The request: Rewrite the rows below with every instance of "area rug" changed to "floor mat" and everything else left as is. Leave the pictures out of your version.

==== Data section

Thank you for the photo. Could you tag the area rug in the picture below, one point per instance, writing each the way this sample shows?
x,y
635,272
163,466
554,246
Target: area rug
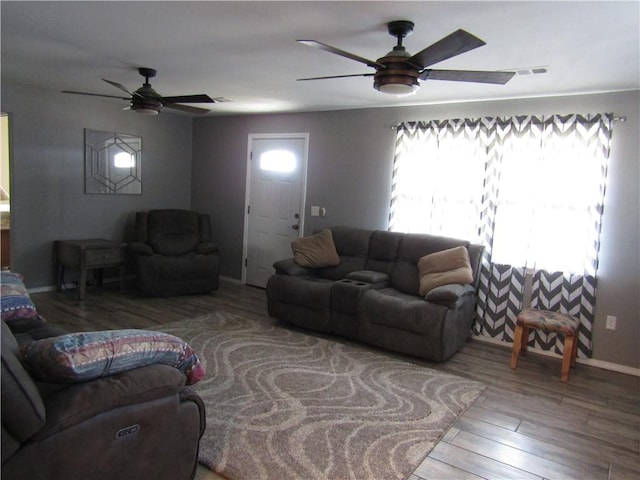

========

Answer in full:
Thank you for the photo. Could you tag the floor mat in the picture below, one point per instance, writing each the way this sample shows?
x,y
635,272
163,466
554,246
Target: floor mat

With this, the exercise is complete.